Entries in the collection:
** Start **
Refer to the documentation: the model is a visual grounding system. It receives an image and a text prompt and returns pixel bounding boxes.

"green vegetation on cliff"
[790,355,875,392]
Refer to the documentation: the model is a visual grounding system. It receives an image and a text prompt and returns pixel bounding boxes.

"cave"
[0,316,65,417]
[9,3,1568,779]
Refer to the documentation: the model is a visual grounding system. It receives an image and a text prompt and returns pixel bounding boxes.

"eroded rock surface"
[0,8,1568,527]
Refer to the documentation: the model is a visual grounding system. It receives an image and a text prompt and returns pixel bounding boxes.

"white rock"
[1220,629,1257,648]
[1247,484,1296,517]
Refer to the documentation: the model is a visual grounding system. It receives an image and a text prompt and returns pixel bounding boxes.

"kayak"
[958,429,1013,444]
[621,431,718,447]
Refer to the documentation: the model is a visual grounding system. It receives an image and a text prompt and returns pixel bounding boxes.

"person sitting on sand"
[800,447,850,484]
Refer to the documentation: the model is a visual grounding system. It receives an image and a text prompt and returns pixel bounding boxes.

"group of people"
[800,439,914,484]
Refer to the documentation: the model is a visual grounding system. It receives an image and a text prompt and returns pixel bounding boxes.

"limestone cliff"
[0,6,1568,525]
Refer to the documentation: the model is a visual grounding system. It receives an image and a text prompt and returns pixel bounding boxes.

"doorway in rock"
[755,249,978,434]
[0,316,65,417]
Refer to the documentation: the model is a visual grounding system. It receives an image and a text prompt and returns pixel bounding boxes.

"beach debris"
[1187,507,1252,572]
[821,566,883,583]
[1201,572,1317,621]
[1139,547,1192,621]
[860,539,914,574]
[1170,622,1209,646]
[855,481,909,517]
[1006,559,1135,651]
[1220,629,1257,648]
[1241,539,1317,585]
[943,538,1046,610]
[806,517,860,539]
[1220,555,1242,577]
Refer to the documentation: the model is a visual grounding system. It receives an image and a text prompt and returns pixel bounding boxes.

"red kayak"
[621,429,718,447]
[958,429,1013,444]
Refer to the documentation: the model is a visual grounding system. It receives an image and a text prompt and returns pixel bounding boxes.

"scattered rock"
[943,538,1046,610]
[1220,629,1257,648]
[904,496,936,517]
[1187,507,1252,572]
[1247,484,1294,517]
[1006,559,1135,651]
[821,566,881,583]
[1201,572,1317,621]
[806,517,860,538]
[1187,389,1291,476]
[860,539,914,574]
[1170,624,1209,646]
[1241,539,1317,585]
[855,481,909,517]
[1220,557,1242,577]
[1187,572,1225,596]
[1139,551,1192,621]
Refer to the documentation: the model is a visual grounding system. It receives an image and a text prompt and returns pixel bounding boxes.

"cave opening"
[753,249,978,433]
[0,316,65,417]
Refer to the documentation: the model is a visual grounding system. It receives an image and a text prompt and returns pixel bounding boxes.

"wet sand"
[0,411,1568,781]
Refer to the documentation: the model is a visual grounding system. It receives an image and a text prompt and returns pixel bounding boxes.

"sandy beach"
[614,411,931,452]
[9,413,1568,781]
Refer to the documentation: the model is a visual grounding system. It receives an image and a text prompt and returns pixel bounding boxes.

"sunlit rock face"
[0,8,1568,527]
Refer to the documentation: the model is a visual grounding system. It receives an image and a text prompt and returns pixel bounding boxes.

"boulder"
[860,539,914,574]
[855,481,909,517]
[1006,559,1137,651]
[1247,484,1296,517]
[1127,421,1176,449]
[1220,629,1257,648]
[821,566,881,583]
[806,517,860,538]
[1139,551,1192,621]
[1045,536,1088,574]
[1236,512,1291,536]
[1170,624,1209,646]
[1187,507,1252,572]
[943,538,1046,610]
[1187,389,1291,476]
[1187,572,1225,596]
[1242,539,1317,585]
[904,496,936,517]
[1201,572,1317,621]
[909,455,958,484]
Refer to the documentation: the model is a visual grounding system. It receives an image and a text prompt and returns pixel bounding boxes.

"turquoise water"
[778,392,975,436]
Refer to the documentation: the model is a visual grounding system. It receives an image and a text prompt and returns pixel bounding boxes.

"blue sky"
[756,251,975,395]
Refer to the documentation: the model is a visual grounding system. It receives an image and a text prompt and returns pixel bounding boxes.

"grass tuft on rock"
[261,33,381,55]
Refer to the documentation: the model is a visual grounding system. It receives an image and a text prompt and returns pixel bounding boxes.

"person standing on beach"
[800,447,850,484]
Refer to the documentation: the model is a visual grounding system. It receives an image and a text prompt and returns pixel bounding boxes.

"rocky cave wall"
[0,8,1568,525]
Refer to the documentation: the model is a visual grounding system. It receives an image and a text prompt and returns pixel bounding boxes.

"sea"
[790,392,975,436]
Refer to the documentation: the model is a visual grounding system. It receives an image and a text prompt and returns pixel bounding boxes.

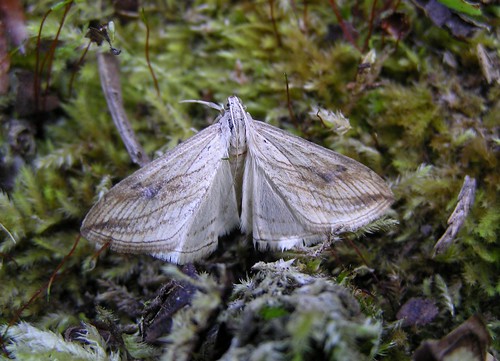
** End **
Pull out each line in the listing above that contains the word "cliff".

"green vegetation on cliff"
"limestone cliff"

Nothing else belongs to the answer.